TASK PROMPT
Look at the data below and print exactly the lines from its first line through the line with "Target: agricultural field"; the pictures stay out of the copy.

::: SOURCE RECORDS

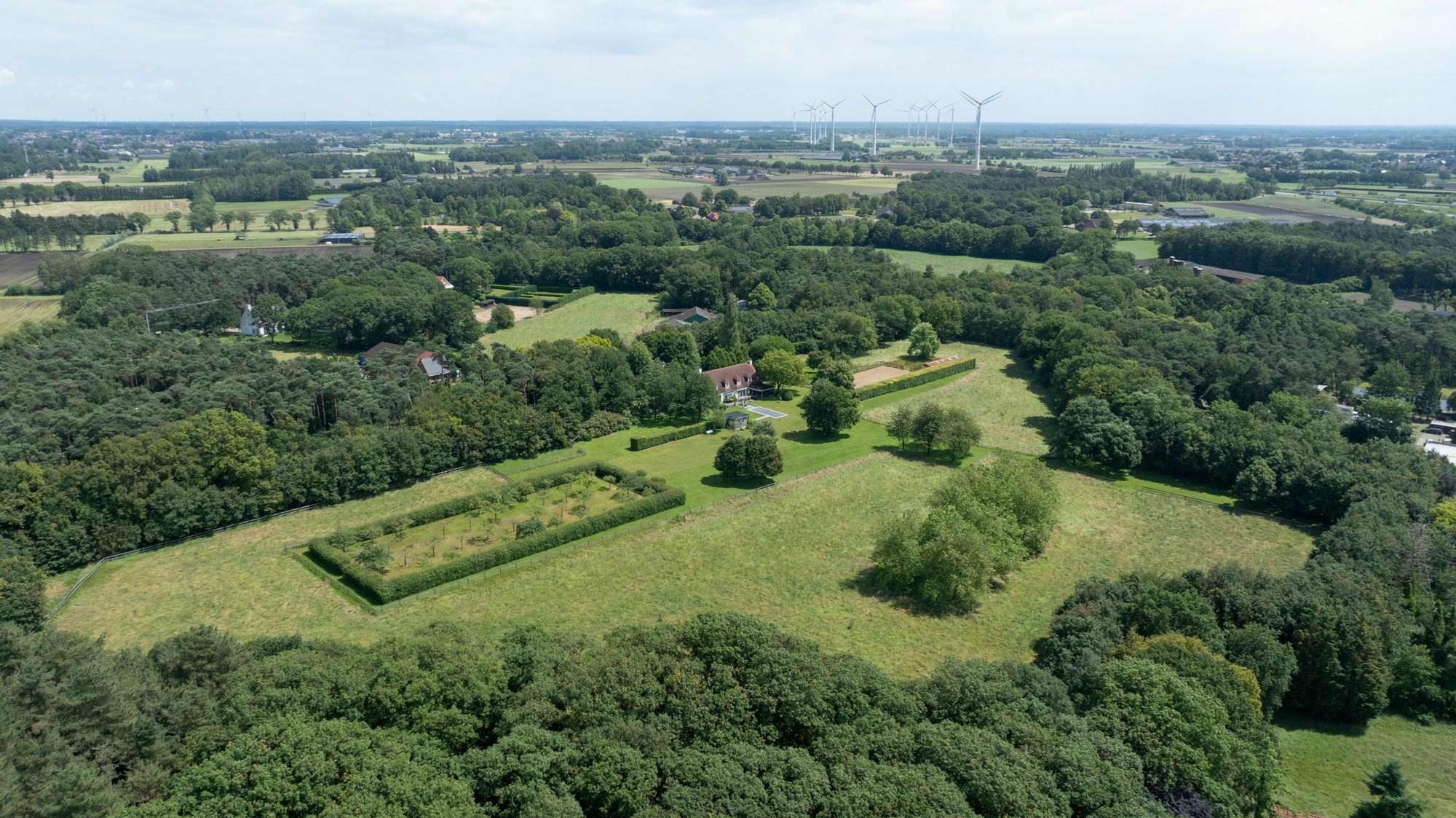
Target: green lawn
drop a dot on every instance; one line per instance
(1326, 765)
(794, 554)
(15, 310)
(628, 313)
(1141, 248)
(222, 239)
(997, 393)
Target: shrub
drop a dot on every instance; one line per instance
(924, 376)
(657, 497)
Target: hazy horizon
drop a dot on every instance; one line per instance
(1237, 61)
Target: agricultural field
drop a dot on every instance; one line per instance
(15, 310)
(943, 264)
(628, 313)
(1141, 248)
(225, 240)
(464, 535)
(998, 393)
(1326, 765)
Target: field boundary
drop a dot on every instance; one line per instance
(92, 568)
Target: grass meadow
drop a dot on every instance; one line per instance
(794, 552)
(1326, 765)
(15, 310)
(628, 313)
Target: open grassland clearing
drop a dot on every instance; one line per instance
(18, 267)
(490, 527)
(997, 393)
(15, 310)
(628, 313)
(225, 239)
(1141, 248)
(157, 208)
(1326, 765)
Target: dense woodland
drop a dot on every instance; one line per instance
(1151, 696)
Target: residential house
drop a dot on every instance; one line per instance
(435, 367)
(739, 382)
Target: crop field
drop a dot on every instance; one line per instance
(998, 393)
(18, 267)
(15, 310)
(225, 240)
(628, 313)
(464, 535)
(157, 208)
(1326, 765)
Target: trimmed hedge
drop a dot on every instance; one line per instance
(638, 444)
(924, 376)
(379, 589)
(574, 296)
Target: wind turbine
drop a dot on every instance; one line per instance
(874, 124)
(909, 112)
(832, 122)
(979, 103)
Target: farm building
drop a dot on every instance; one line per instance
(435, 367)
(1186, 213)
(248, 325)
(687, 316)
(1444, 449)
(739, 382)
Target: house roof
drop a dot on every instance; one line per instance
(1189, 211)
(735, 377)
(378, 350)
(435, 366)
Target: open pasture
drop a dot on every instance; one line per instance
(1326, 765)
(15, 310)
(628, 313)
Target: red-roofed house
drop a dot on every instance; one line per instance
(739, 382)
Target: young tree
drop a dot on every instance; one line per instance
(762, 299)
(1391, 797)
(781, 369)
(749, 457)
(924, 341)
(928, 425)
(960, 433)
(902, 424)
(829, 408)
(502, 318)
(1090, 433)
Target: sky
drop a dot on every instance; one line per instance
(1209, 61)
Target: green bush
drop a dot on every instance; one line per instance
(657, 497)
(638, 444)
(924, 376)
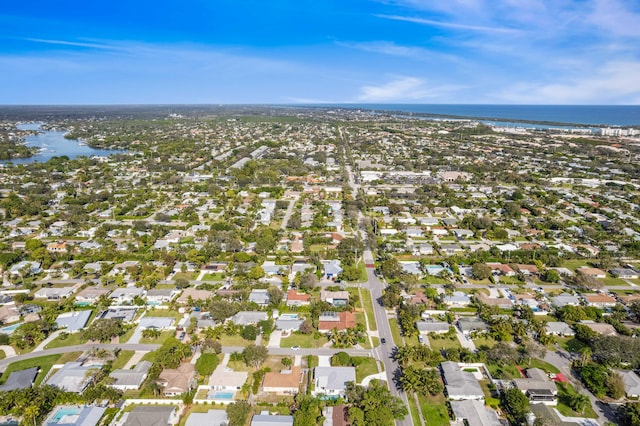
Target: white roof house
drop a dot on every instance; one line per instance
(460, 384)
(332, 381)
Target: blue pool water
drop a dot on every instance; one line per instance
(65, 411)
(10, 328)
(221, 395)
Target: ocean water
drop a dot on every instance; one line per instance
(588, 115)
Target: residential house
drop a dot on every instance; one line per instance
(331, 382)
(265, 419)
(331, 269)
(31, 268)
(90, 295)
(260, 297)
(601, 328)
(176, 381)
(67, 415)
(211, 417)
(338, 320)
(9, 314)
(592, 272)
(625, 273)
(125, 295)
(284, 382)
(248, 317)
(565, 299)
(73, 321)
(559, 328)
(631, 383)
(458, 299)
(297, 299)
(460, 384)
(151, 415)
(159, 296)
(474, 413)
(21, 379)
(537, 387)
(601, 301)
(472, 324)
(431, 326)
(195, 294)
(59, 247)
(225, 379)
(72, 377)
(54, 293)
(130, 378)
(335, 298)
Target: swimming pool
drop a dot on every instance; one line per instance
(221, 395)
(10, 328)
(65, 412)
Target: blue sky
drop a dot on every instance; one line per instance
(335, 51)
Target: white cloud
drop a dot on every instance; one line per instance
(454, 25)
(404, 89)
(615, 83)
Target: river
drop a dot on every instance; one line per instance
(53, 144)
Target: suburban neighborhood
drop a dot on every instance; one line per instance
(318, 266)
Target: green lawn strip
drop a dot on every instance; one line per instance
(160, 340)
(234, 341)
(440, 344)
(368, 308)
(365, 366)
(305, 341)
(122, 359)
(70, 340)
(565, 392)
(44, 362)
(484, 341)
(537, 363)
(434, 410)
(506, 371)
(164, 313)
(395, 332)
(413, 410)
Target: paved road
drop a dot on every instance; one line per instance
(384, 352)
(562, 360)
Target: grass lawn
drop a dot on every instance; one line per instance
(122, 359)
(395, 332)
(484, 341)
(611, 281)
(434, 410)
(68, 357)
(71, 340)
(365, 299)
(234, 340)
(538, 363)
(190, 276)
(503, 371)
(413, 410)
(160, 340)
(365, 366)
(164, 313)
(440, 344)
(213, 277)
(44, 362)
(126, 336)
(565, 392)
(574, 264)
(305, 341)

::::::

TASK RESPONSE
Target: green lawn
drop a dot on every instance; one line per instance
(1326, 765)
(794, 554)
(15, 310)
(628, 313)
(1141, 248)
(222, 239)
(997, 393)
Target: shrub
drop a dot on every instance; one line per instance
(924, 376)
(657, 497)
Target: hazy horizon
drop a dot on every instance; one line per instance
(1237, 61)
Target: agricultural field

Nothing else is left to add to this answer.